* TASK DESCRIPTION:
Could you repeat all of the entries word for word, minus any pictures?

* MATERIAL FOR THIS EXERCISE:
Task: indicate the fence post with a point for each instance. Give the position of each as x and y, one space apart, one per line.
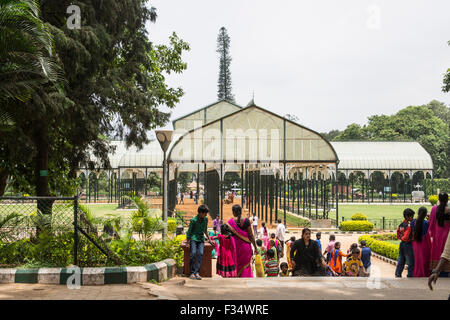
75 230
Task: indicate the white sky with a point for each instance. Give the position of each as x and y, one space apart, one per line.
331 63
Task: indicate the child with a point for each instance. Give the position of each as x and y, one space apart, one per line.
288 251
264 234
354 267
318 237
273 243
261 249
195 240
271 265
284 269
336 258
272 247
212 234
366 253
330 246
350 250
260 258
405 252
226 262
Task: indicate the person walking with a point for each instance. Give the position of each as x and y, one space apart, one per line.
405 252
181 198
330 247
255 225
443 262
438 229
281 234
305 256
264 234
244 239
195 238
226 262
366 254
217 223
421 244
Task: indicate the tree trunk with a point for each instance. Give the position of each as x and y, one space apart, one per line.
44 206
3 179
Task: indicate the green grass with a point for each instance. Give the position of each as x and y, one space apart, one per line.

* SOLUTION TO THE PROBLEM:
Task: indicate the fence post with a point for each instance. Give the position of each as x and y, one space apart, one per line.
75 230
Task: indicate the white sky with a point for each instance. Give the position of each as x and y, one space apart, one per line.
331 63
Task: indicate the child with a point for each instance. Give the position of each as x and y, one space apart, one per line.
288 251
264 234
354 267
318 237
273 243
261 249
195 240
271 265
284 269
336 258
272 247
212 234
366 253
330 246
350 250
260 258
405 252
226 262
Task: indicate the person walking with a point for each instance. Give the position of each as x and y, one space apart, one per line.
405 252
181 198
330 247
255 225
443 262
438 229
281 234
305 256
264 234
244 239
195 238
226 262
366 254
217 223
421 244
Task: indicate the tree trunk with a point for each instance. Give the position of each as x and y, one space apart, one per line.
44 206
3 179
Task: indicate the green grass with a point for each instance. Give the position of each as x and y, one space apart, one per line.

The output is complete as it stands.